◆ **Consigne A**
Mettez à jour le passage de l'extrait compris entre « L’histoire de Gaza » et « rien y changer. », inclus, en y remplaçant « abandon » par « oubli ».

◆ **Extrait choisi**
========

General

L’histoire de Gaza est l’histoire d’un abandon

Roberto
Valent, Chronique Palestine, 18 juin 2018

L’économie
de Gaza s’est effondrée, et les habitants ne peuvent rien y changer.
Gaza,
juin 2017 – Le travail des enfants, dans un tel contexte de pénuries et
pauvreté, est devenu un fait bien trop courant – Photo : ActiveStills.org

Les
conditions humanitaires, socio-économiques, politiques et sécuritaires à Gaza
déclinent inexorablement. La grande majorité des deux millions d’habitants de
Gaza sont pris dans un cycle de violence, de pauvreté et de vulnérabilité
omniprésente créé par les décisions et les politiques suivies.

Roberto
Valent est le Représentant spécial de l’Administrateur du Programme
d’assistance au peuple palestinien du PNUD (PNUD / PAPP).

========

◆ **Liste fournie**
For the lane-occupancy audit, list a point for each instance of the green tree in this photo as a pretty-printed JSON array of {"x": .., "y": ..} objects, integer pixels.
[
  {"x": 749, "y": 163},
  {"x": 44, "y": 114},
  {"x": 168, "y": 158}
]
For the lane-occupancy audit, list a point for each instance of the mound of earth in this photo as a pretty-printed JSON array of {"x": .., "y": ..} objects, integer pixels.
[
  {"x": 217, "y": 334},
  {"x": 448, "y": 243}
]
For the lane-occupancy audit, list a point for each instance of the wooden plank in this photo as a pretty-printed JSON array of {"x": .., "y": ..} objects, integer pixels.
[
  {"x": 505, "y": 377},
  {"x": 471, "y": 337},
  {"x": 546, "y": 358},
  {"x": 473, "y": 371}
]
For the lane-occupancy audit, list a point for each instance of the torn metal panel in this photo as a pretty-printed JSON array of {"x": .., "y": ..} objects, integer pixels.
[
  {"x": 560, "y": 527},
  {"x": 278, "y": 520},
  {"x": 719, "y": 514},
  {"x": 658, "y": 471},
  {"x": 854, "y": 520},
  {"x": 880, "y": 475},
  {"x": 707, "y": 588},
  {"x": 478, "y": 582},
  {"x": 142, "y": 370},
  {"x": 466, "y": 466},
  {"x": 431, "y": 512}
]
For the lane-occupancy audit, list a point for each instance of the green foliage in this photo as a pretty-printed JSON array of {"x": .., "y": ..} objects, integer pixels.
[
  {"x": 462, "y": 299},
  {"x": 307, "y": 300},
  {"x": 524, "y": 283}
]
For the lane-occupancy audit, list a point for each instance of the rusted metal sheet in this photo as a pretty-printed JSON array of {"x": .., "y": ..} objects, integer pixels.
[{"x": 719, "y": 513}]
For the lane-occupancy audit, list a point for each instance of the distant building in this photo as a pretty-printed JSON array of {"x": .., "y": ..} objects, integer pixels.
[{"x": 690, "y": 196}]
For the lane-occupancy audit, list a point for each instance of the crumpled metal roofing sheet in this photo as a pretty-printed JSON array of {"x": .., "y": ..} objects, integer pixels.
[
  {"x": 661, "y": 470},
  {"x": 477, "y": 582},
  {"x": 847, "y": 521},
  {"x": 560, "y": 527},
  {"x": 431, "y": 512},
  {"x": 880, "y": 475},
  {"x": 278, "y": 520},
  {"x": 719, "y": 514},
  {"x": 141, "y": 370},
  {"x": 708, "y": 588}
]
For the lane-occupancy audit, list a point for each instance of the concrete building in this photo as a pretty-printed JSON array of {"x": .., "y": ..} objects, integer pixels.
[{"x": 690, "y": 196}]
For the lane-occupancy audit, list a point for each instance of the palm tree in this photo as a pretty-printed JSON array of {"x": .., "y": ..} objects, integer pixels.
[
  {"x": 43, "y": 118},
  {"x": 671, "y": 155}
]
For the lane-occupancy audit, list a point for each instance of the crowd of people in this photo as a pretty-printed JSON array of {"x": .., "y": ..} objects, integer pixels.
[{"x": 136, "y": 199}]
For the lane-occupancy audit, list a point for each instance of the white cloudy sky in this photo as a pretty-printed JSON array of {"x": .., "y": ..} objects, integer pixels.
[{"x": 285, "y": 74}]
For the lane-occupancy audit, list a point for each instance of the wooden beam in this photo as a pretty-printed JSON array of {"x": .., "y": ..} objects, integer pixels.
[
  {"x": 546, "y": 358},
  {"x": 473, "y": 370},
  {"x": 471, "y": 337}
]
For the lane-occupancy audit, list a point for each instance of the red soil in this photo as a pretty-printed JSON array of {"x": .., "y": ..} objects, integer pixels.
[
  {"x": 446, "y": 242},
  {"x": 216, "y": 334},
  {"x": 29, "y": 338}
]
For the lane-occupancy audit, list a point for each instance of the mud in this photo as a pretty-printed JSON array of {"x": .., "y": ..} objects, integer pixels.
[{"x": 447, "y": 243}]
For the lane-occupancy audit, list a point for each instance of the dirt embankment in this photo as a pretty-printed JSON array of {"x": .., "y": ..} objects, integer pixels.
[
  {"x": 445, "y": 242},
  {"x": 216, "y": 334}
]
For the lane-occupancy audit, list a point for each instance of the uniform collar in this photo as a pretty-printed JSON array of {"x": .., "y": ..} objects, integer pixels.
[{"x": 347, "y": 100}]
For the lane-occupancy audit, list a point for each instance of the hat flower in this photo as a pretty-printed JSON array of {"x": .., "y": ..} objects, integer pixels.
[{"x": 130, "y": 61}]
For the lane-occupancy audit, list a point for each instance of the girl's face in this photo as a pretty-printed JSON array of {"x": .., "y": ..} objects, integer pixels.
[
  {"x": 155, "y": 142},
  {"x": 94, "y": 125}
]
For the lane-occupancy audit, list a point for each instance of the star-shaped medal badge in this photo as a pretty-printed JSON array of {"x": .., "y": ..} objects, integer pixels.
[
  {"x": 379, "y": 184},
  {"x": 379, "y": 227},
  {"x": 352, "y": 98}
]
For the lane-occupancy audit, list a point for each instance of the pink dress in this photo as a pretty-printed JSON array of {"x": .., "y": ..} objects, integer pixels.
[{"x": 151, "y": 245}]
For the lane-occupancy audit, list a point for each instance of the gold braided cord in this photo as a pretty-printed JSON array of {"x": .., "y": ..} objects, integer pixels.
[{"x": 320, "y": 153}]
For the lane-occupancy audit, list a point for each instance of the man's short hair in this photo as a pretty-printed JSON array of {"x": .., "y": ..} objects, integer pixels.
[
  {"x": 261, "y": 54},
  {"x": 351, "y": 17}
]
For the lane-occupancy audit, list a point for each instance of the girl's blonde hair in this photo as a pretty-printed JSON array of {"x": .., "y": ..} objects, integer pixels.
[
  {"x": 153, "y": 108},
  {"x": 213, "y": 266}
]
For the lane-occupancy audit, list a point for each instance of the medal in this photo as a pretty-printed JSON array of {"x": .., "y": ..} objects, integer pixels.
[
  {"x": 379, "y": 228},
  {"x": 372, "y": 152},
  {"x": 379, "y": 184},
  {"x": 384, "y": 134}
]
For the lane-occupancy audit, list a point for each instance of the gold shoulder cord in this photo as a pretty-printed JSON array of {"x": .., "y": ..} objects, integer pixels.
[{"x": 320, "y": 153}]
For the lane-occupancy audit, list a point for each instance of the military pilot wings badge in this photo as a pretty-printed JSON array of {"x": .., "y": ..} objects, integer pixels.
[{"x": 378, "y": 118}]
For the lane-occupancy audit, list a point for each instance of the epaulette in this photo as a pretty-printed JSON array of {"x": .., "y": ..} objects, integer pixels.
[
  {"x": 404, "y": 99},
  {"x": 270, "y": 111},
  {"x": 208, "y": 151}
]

========

◆ **Consigne B**
Recopiez sans la moindre modification les lignes de la liste, depuis celle qui contient « the girl's blonde » jusqu'à la fin de la liste, bornes comprises.

◆ **Corrigé A**
L’histoire de Gaza est l’histoire d’un oubli

Roberto
Valent, Chronique Palestine, 18 juin 2018

L’économie
de Gaza s’est effondrée, et les habitants ne peuvent rien y changer.

◆ **Corrigé B**
For the lane-occupancy audit, list a point for each instance of the girl's blonde hair in this photo as a pretty-printed JSON array of {"x": .., "y": ..} objects, integer pixels.
[
  {"x": 153, "y": 108},
  {"x": 213, "y": 266}
]
For the lane-occupancy audit, list a point for each instance of the medal in this photo as a pretty-printed JSON array of {"x": .., "y": ..} objects, integer pixels.
[
  {"x": 379, "y": 228},
  {"x": 372, "y": 152},
  {"x": 379, "y": 184},
  {"x": 384, "y": 134}
]
For the lane-occupancy audit, list a point for each instance of the gold shoulder cord in this photo as a pretty-printed JSON array of {"x": .., "y": ..} objects, integer pixels.
[{"x": 320, "y": 153}]
For the lane-occupancy audit, list a point for each instance of the military pilot wings badge in this photo as a pretty-printed JSON array of {"x": .., "y": ..} objects, integer pixels.
[{"x": 378, "y": 118}]
For the lane-occupancy audit, list a point for each instance of the epaulette in this photo as a pretty-printed JSON array of {"x": .., "y": ..} objects, integer pixels.
[
  {"x": 404, "y": 99},
  {"x": 270, "y": 111},
  {"x": 208, "y": 151}
]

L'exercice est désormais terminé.